Request 1
In the essay on poetic satire, switch "Shelley" to "Keats" in the passage starting at "Kent Johnson and" and ending at "complete skeptic can.", and give that passage.

Text shown
▬▬▬▬▬▬
Kent Johnson and the Future of Poetic Satire
Don Juan can survive comparison with the poetry of Shelley and Wordsworth, not indeed on their own ground, but because it satisfies deep human needs which their poetry, great and beautiful as it is, can never satisfy. For to Wordsworth and Shelley was unhappily denied the genius of laughter, and the comic spirit has its own beneficent influence upon us; it dissolves our fanaticisms and dogmatisms, it stimulates the free play of intelligence, it preserves our sanity even where it crosses our convictions. Byron mocked at everything as only the complete skeptic can.
—Louis I. Bredvold, 1935
“Satire,” said George S. Kaufman, famously, “is what closes on Saturday night.” It certainly seems to have closed in American poetry: by and large, and despite its long history¹, examples of satire in our poetry since 1900 have been few and far between. There are reasons for that: for one thing, satire traffics in shaming, and it’s hard to defend holding anyone up to ridicule; for another, one person’s vice is another’s kink, and we’ve become, these days, notoriously shy about inhabiting any sort of moral high ground. And at the moment, there’s one more possibility for its unpopularity: namely that there are some historical periods when real life would seem to make satire totally unnecessary.
But I think critics of satire ignore one of its prime virtues, namely its humor, or, as Louis Bredvold called it in 1935, the “comic spirit.” What was it exactly that Byron had and Wordsworth and Shelley didn’t? Many poets will know these humorous lines from the first canto of Don Juan:
Thou shalt believe in Milton, Dryden, Pope;
Thou shalt not set up Wordsworth, Coleridge, Southey;
Because the first is crazed beyond all hope,
The second drunk, the third so quaint and mouthy (I 1633-36)
But they may not be as familiar with some from the third, which takes the quarrel with Wordsworth into darker, more vituperative channels: this is the Wordsworth who was “unexcised, unhired, who then / Season’d his pedlar poems with democracy”:
We learn from Horace, “Homer sometimes sleeps;”
We feel without him, Wordsworth sometimes wakes,—
To show with what complacency he creeps,
With his dear “Waggoners,” around his lakes,
He wishes for “a boat” to sail the deeps—
Of ocean?—No, of air; and then he makes
Another outcry for “a little boat,”
▬▬▬▬▬▬
Provided information
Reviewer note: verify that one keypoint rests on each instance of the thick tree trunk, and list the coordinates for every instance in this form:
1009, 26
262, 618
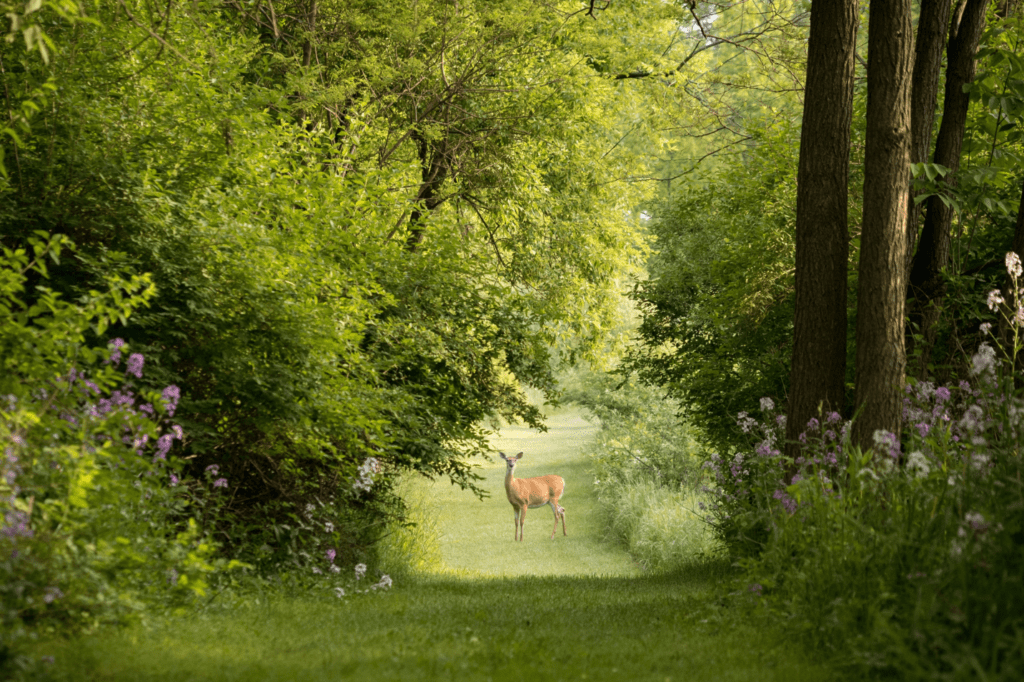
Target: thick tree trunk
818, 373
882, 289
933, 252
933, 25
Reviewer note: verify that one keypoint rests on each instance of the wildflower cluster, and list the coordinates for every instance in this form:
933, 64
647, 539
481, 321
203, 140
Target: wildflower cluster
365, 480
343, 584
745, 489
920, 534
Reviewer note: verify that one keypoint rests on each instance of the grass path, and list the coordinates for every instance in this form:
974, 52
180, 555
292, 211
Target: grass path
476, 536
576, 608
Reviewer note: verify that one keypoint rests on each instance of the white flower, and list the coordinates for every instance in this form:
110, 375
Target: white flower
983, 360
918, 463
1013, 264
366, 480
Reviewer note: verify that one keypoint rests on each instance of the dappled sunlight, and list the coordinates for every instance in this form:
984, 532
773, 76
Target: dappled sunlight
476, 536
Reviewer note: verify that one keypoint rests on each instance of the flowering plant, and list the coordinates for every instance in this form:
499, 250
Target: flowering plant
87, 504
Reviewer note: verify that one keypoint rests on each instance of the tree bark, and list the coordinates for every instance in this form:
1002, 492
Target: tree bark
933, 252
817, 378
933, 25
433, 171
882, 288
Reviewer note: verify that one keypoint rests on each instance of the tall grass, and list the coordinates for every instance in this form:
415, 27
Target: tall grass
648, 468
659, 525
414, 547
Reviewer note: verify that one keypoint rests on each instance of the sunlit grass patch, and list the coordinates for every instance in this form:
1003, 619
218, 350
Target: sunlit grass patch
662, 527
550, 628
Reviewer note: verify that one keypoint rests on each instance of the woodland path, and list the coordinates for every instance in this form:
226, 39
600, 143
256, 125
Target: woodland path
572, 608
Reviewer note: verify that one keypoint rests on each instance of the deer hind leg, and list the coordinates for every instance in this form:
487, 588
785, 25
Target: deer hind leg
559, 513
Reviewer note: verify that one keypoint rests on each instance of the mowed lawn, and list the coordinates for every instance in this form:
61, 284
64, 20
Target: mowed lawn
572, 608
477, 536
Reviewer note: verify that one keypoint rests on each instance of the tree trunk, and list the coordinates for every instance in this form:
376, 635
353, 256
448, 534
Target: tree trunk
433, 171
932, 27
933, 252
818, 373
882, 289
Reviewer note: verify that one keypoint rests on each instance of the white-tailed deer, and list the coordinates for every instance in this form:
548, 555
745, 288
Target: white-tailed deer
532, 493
▬▬▬▬▬▬
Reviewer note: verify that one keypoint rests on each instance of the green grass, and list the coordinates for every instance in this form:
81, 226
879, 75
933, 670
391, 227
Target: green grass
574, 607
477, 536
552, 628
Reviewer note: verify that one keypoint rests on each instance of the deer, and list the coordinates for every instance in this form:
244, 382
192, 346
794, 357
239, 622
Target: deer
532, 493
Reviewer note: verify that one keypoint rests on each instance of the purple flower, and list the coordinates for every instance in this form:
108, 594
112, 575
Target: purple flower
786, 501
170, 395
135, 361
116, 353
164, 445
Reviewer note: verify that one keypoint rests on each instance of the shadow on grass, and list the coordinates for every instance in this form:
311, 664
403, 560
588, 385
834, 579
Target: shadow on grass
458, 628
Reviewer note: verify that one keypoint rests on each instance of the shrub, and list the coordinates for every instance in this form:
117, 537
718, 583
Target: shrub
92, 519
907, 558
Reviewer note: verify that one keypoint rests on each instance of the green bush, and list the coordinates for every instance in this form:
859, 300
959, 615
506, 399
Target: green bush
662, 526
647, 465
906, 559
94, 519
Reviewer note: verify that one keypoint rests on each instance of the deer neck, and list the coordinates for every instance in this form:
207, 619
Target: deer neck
▬▬▬▬▬▬
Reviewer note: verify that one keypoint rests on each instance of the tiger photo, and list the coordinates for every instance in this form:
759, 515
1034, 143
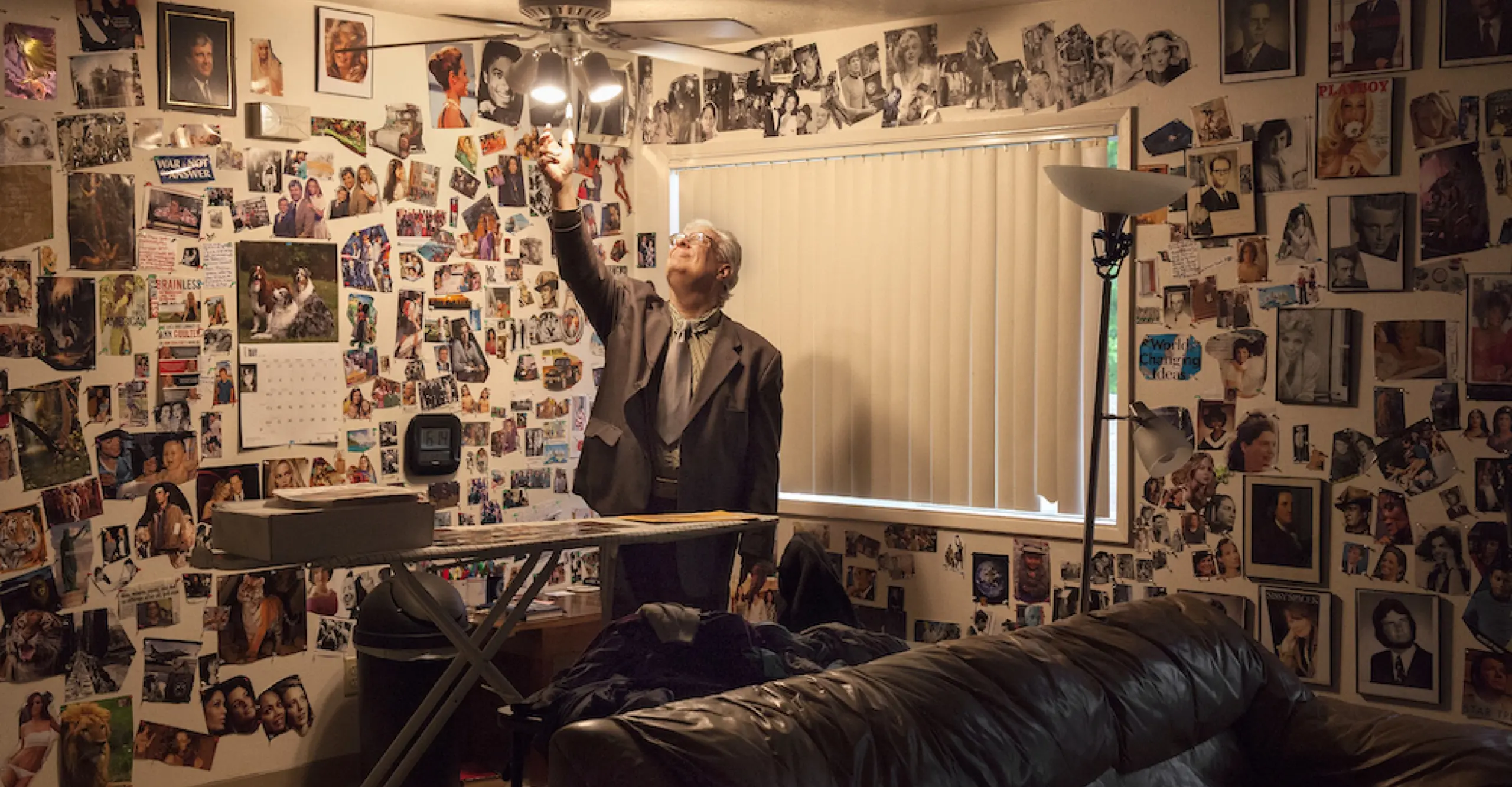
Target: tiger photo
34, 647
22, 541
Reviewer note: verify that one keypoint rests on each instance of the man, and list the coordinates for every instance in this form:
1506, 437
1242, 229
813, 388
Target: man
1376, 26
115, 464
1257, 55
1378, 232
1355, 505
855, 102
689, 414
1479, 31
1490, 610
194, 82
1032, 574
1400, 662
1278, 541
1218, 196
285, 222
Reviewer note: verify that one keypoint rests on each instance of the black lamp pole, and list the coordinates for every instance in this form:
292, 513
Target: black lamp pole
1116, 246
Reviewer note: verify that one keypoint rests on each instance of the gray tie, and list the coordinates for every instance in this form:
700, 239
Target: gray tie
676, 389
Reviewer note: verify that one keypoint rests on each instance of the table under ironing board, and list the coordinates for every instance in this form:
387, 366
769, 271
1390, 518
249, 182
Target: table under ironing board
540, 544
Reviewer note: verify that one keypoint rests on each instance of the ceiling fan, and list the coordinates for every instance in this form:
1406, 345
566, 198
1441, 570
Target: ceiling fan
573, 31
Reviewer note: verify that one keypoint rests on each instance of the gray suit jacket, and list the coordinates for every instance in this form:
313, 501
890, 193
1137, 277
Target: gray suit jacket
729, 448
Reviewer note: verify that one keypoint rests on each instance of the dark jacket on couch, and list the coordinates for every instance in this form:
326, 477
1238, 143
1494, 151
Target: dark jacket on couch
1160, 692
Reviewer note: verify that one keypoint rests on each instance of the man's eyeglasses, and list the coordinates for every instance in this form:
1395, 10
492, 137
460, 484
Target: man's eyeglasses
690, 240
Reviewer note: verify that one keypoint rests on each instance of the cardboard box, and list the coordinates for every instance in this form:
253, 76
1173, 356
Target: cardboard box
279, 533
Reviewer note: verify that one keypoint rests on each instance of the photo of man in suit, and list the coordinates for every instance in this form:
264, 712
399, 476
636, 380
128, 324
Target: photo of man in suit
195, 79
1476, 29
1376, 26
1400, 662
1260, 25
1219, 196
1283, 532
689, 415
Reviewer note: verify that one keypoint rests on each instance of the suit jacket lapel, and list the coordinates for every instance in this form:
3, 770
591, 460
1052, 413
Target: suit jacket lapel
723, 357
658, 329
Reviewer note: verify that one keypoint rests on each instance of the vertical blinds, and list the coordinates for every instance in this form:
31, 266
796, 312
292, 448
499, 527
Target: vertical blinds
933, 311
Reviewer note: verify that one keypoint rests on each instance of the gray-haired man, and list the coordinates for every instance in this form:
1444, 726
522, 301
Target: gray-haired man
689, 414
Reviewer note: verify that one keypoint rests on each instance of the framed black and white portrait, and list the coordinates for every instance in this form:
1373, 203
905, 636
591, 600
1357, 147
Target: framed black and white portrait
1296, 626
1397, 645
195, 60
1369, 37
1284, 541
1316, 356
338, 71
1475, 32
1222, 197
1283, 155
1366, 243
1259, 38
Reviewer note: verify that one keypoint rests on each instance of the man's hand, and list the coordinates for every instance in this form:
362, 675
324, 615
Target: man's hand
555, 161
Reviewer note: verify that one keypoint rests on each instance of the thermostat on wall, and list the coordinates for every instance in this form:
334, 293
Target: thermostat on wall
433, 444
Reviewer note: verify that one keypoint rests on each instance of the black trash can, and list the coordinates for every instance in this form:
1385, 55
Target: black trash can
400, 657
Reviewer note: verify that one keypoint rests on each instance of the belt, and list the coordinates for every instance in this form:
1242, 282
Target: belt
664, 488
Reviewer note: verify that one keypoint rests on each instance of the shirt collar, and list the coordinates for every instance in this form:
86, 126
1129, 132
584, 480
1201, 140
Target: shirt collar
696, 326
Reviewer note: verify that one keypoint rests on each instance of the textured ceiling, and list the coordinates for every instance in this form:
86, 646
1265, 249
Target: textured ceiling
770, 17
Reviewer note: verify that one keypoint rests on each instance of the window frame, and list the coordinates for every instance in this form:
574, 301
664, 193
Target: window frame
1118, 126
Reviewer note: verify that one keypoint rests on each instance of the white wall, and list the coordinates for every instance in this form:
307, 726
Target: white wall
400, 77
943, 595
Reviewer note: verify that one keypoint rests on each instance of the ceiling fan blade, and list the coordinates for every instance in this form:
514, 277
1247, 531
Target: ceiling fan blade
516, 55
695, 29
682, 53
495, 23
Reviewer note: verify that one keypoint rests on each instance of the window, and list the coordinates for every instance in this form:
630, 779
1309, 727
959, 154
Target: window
▬▬▬▬▬▬
Request 2
Pull out each line of the entries that holds the string "suit".

Task answer 1
Kent Johnson and the Future of Poetic Satire
Don Juan can survive comparison with the poetry of Keats and Wordsworth, not indeed on their own ground, but because it satisfies deep human needs which their poetry, great and beautiful as it is, can never satisfy. For to Wordsworth and Keats was unhappily denied the genius of laughter, and the comic spirit has its own beneficent influence upon us; it dissolves our fanaticisms and dogmatisms, it stimulates the free play of intelligence, it preserves our sanity even where it crosses our convictions. Byron mocked at everything as only the complete skeptic can.

Task answer 2
Reviewer note: verify that one keypoint rests on each instance of the gray suit jacket, and list the coordinates for every instance in this form:
Target: gray suit jacket
Reviewer note: verify that one keypoint rests on each instance of the photo of man in suit, and list the coordinates for every instance in this form:
Target: photo of man in suit
Reviewer note: verify that one keypoint rests on each instance of the suit jacket lapel, and list the coordinates for every instance in this form:
Target: suit jacket lapel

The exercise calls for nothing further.